** Input **
....

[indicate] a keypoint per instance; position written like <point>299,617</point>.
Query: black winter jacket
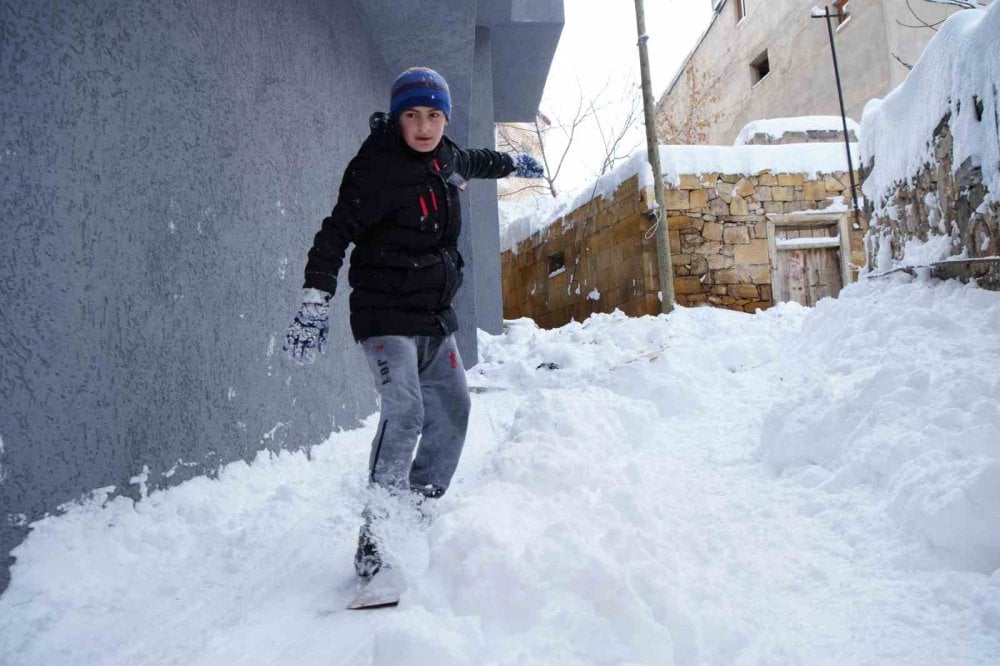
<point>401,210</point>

....

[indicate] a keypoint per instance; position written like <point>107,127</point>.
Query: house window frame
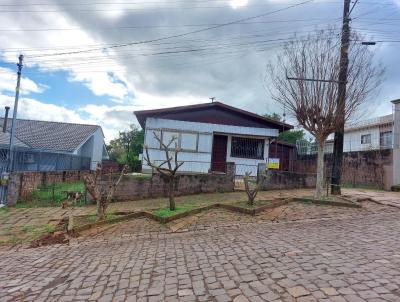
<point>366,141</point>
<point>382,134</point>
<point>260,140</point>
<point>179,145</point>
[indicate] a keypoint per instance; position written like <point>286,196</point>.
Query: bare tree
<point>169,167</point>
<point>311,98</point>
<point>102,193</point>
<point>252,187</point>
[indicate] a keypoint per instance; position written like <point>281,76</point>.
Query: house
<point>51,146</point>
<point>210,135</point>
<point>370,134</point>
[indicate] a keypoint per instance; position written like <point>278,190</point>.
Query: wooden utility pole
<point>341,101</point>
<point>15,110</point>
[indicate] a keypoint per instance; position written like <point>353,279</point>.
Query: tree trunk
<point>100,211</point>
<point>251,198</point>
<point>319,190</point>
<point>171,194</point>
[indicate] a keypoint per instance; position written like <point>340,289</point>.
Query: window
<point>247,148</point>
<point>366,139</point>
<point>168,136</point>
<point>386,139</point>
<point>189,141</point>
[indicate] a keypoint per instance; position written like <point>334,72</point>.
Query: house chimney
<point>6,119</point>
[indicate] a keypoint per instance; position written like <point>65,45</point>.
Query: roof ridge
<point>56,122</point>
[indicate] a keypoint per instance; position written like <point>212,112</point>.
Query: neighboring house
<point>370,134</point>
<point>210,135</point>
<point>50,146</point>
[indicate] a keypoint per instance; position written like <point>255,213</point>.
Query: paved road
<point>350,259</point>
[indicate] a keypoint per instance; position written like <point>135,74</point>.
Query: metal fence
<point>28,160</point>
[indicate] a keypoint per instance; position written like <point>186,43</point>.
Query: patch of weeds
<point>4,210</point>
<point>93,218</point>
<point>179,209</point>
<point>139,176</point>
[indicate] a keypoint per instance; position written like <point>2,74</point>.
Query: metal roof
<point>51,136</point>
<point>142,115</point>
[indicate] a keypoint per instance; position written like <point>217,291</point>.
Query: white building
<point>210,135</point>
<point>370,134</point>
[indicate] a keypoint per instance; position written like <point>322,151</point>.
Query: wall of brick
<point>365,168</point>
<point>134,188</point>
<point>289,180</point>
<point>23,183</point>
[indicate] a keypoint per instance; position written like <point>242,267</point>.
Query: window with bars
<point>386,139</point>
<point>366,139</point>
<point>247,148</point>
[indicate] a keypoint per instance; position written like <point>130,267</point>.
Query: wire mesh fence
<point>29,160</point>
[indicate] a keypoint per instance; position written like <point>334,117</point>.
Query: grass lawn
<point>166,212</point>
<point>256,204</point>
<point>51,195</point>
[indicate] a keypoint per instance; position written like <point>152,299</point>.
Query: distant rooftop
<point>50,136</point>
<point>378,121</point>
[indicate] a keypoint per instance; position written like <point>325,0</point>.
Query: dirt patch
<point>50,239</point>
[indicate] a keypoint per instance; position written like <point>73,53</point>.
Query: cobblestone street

....

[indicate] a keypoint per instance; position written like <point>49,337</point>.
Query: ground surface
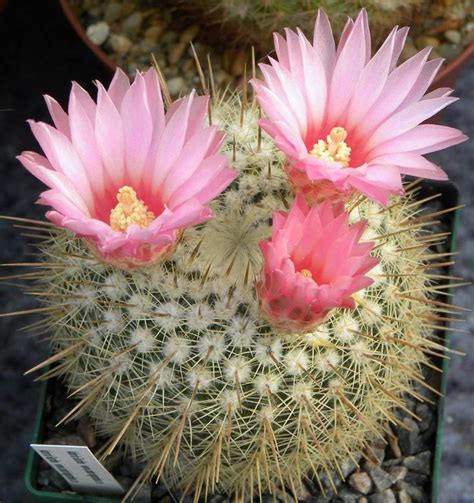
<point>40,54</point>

....

** What you are asked to do **
Copy the records again, from the line that contains "written like <point>286,196</point>." through the line that contains "<point>350,259</point>". Switch "wooden utility pole" to "telephone pole", change nothing else, and give only those lines.

** Written answer **
[indicate] a keypoint per instance; position written like <point>286,196</point>.
Query: bare tree
<point>169,167</point>
<point>311,98</point>
<point>102,193</point>
<point>252,187</point>
[indicate] a keypoint per instance; position written like <point>281,76</point>.
Query: house
<point>51,146</point>
<point>210,135</point>
<point>370,134</point>
[indicate] a keypoint per instance; position written like <point>278,190</point>.
Query: telephone pole
<point>341,101</point>
<point>15,110</point>
[indicate] a keypoint per instance; position written like <point>353,279</point>.
Query: tree trunk
<point>100,211</point>
<point>251,198</point>
<point>319,190</point>
<point>171,194</point>
[indicate] a keypoint per instance; position written like <point>340,289</point>.
Query: window
<point>247,148</point>
<point>366,139</point>
<point>168,136</point>
<point>386,139</point>
<point>189,141</point>
[indicate] a keypoint per instance; position written like <point>334,72</point>.
Query: house chimney
<point>6,119</point>
[indicate] a keypoint per instance; position written like <point>65,45</point>.
Query: roof ridge
<point>56,122</point>
[indicate] a keypoint per instance; position written like <point>212,112</point>.
Query: neighboring house
<point>370,134</point>
<point>210,135</point>
<point>50,146</point>
[indicate] a keypoint per instance; position written like <point>255,213</point>.
Query: paved road
<point>350,259</point>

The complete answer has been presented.